- Tasks:
(a) In the DFS file documentation, where is the unit and data type information of a dynamic item stored?
(b) Continue the DFS file documentation from the point where it stops.

- Selected passage:
>> Begin
Unit conversions are not stored in the file, but must be set every time the file is opened.
Note when using unit conversions: EUM types and units reported from the file are not changed, only the data is changed. Example, having a file with spatial axis in meters, when setting unit conversion for the spatial axis to feet and then requesting the spatial axis, the spatial axis will report the unit meters, but the axis data will be in feet.
Static items¶
A static item stores one set of values for the item. A static item has no notion of time.
A DFS file can have any number of static items. To access the static items, they must be read one by one, i.e. it is not known in advance how many static items a file has. Static item data and information on its unit, data type, etc are stored together.
On top of what describes the generic DFS item as described previously, a static item includes the actual data of the static item.
Dynamic items¶
A dynamic item varies in time. Information of the dynamic item like unit, data type, etc is stored in the header, while the data is stored separately on a time-step and item basis.
On top of what describes the generic DFS item described previously, it also includes
-
Value type, being instantaneous, forward step, etc.
-
A list of associated static item numbers
-
Statistics of the item data
Each of these are described in the following.
Value type
The Value type in time specifies how each value is to be interpreted between two time step values.
-
Instantaneous; the value is defined at the time specified.
-
Accumulated; the value is an accumulated value from the start time of the file to the time specified.
-
Step-accumulated; the value is accumulated between last time step to current time step.
-
Mean-step-backward; mean value from previous time step time to current time step time. This is also sometimes called ‘mean-step-accumulated’.
>> End
- Data shown:
>> Begin
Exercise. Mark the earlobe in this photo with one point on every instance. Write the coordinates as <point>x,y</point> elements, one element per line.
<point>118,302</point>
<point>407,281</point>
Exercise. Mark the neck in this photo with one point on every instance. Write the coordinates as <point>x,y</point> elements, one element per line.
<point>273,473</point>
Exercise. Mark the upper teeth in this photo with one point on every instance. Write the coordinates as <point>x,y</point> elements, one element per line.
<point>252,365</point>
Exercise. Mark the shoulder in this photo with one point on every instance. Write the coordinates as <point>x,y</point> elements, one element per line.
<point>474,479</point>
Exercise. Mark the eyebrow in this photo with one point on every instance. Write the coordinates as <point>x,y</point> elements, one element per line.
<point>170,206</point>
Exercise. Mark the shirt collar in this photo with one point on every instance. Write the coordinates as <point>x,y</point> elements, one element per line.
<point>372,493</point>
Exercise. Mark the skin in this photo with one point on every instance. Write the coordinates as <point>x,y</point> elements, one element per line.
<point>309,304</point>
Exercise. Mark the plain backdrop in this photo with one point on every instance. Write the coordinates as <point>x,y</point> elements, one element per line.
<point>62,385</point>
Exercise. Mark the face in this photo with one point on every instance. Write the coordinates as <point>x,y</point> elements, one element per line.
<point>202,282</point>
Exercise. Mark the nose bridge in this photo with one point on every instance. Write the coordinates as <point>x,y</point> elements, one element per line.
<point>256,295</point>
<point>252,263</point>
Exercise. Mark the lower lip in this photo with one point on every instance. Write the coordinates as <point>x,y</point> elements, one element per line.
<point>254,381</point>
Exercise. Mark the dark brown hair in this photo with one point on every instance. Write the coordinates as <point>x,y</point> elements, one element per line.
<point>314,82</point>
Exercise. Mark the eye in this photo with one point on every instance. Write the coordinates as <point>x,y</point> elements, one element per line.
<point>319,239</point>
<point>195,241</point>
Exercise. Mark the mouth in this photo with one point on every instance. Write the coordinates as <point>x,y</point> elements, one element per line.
>> End
- Responses per task:
(a) In the header; the data itself is stored separately on a time-step and item basis.

(b)
-
Mean-step-forward; mean value from current time step time to next time step time. This is also sometimes called ‘reverse-mean-step-accumulated’.
It is currently only the dfs0 file format that utilises the different value types. The remainder of the DHI DFS files uses the instantaneous type. See Appendix F for examples of the different value types.
Associated static item numbers
A dynamic item can have a list of static item numbers that in some way is associated with the dynamic item. These are not very often used, and there is not predefined definition of the properties of the association – it depends on the type of DFS file.
Statistics
Together with each dynamic item, some statistics of its data can be stored, e.g., the max and min value for all data values and time steps. See section 2.8 for details.
Temporal Axes¶
The time in the DFS file can be specified as a relative time, starting from zero, or as an absolute time, starting from a specified date and time. The former is called a time axis, the latter a calendar axis.
Each of the two exists in an equidistant and a non-equidistant version.
For the equidistant type temporal axes you can specify a start time offset. It defines the time of the first time step relative to the start time.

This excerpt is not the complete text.